> **Source**:
## Start

Balancing Protection and Incentives in Nigeria’s Trade Policy
- Adekoya Favour Tosin

- Sep 10
- 6 min read

Protective walls have long shaped Nigeria’s trade strategy. Tariffs on rice, poultry, and dozens of other imports were designed to secure domestic industries, yet trade data suggests the outcome is less straightforward. In Q1 2025, imports still totaled 43% of overall trade, with more than half sourced from Asia in machinery, fuels, and chemicals. Exports tell a narrower story: crude oil generated nearly 63% of earnings, while manufactured goods contributed only 1.5%. Agricultural exports of ₦1.7 trillion in cocoa, cashew, and sesame are expanding, but remain largely unprocessed. Meanwhile, billions are spent importing raw sugar, wheat, and equipment that could be produced locally if capacity were stronger. Protection has, in effect, created survival rather than competitiveness. The core policy challenge is no longer whether tariffs can shield local producers, but how Nigeria can recalibrate trade policy toward incentives that enable growth, efficiency, and long-term competitiveness.

## End

> **Data records**:
## Start

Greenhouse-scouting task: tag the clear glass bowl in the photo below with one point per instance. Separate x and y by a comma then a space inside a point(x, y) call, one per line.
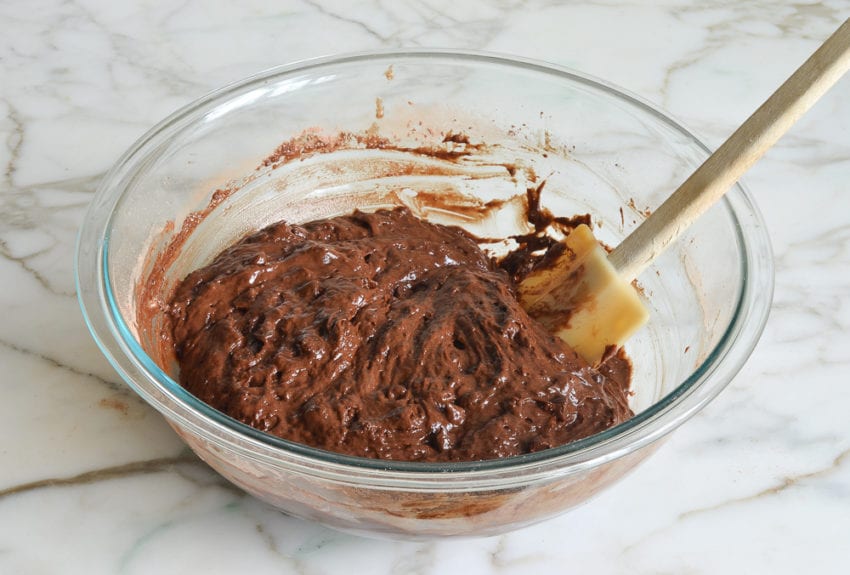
point(600, 150)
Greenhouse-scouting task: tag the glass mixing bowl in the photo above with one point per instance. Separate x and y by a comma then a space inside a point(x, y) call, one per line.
point(493, 127)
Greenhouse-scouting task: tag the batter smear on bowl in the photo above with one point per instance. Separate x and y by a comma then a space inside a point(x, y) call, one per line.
point(383, 335)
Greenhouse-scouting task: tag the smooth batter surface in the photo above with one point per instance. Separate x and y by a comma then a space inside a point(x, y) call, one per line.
point(382, 335)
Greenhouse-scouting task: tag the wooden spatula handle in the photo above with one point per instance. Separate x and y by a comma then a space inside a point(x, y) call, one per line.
point(735, 156)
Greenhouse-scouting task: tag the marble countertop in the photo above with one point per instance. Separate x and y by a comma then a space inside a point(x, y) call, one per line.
point(92, 480)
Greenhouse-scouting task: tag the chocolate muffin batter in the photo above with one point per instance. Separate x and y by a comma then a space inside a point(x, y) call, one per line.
point(385, 336)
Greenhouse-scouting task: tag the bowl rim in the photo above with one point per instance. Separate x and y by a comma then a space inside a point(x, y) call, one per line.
point(142, 374)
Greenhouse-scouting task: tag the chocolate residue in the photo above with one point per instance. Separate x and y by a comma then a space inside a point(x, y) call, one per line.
point(539, 249)
point(311, 142)
point(382, 335)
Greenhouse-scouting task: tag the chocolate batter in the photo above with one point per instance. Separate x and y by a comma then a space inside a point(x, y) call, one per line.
point(385, 336)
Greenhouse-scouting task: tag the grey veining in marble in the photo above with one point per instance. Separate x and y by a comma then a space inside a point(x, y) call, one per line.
point(93, 481)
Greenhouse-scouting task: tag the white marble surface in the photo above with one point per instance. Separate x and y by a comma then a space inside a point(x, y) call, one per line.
point(93, 481)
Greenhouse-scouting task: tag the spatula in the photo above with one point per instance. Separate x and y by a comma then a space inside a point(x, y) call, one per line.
point(587, 298)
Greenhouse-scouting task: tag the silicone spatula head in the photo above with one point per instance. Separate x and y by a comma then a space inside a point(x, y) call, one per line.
point(587, 298)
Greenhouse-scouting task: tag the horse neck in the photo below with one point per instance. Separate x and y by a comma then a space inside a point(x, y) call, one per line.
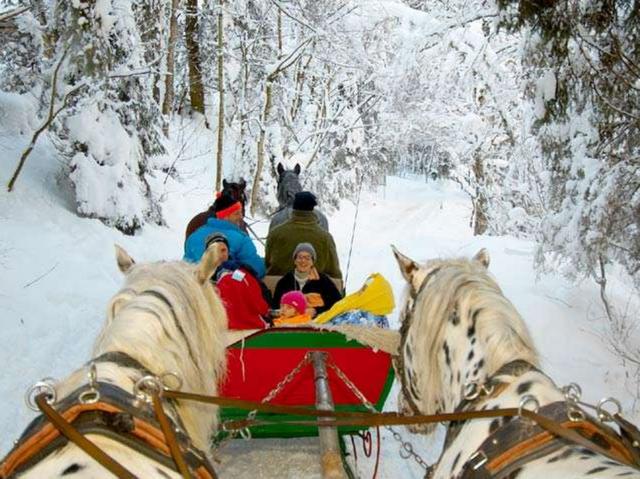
point(477, 341)
point(461, 359)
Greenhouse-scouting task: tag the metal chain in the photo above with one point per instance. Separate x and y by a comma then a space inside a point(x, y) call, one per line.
point(406, 448)
point(246, 433)
point(287, 379)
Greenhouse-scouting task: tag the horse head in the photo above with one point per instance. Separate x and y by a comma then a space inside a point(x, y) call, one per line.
point(457, 329)
point(165, 328)
point(237, 190)
point(288, 184)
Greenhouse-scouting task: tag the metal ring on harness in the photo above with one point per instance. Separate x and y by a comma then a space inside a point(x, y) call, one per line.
point(572, 392)
point(91, 395)
point(44, 386)
point(175, 376)
point(526, 399)
point(471, 390)
point(146, 387)
point(603, 414)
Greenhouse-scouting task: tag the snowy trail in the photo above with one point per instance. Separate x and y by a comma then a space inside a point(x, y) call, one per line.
point(59, 273)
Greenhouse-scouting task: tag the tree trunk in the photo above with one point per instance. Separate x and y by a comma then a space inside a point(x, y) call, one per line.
point(169, 92)
point(196, 90)
point(261, 141)
point(220, 98)
point(480, 206)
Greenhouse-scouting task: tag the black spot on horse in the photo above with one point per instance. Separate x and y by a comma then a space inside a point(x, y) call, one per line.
point(495, 424)
point(553, 459)
point(162, 473)
point(455, 462)
point(72, 469)
point(408, 352)
point(597, 469)
point(600, 440)
point(524, 387)
point(447, 357)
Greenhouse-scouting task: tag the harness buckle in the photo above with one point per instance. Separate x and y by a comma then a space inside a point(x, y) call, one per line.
point(477, 460)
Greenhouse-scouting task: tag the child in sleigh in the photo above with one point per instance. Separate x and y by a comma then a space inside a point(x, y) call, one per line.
point(293, 310)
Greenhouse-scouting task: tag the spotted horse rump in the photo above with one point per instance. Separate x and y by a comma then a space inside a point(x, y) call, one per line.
point(464, 347)
point(164, 328)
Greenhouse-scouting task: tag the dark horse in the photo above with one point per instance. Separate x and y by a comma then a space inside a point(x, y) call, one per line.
point(233, 189)
point(288, 186)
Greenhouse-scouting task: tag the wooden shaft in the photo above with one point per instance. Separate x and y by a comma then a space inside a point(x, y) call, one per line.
point(331, 461)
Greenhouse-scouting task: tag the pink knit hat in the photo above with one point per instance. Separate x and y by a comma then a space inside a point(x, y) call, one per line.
point(295, 299)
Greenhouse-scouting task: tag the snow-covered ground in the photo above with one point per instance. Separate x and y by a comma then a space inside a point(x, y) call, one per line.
point(58, 272)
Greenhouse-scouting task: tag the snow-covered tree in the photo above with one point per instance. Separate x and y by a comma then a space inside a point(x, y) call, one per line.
point(586, 92)
point(110, 133)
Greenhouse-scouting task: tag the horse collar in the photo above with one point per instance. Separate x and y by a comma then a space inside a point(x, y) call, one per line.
point(116, 414)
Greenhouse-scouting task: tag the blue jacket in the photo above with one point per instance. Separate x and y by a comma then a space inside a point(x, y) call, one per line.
point(241, 248)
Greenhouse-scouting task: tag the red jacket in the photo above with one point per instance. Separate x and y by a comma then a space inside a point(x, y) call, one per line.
point(242, 298)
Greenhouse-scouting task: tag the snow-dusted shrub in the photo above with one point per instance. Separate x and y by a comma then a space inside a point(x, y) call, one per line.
point(111, 129)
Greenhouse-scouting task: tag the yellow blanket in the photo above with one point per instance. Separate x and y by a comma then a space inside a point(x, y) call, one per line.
point(375, 296)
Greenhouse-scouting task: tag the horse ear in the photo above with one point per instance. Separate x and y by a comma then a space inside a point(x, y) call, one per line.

## End

> **What you will do**:
Which agricultural exports does the passage on Nigeria's trade policy above name?

> **The solution**:
Cocoa, cashew, and sesame.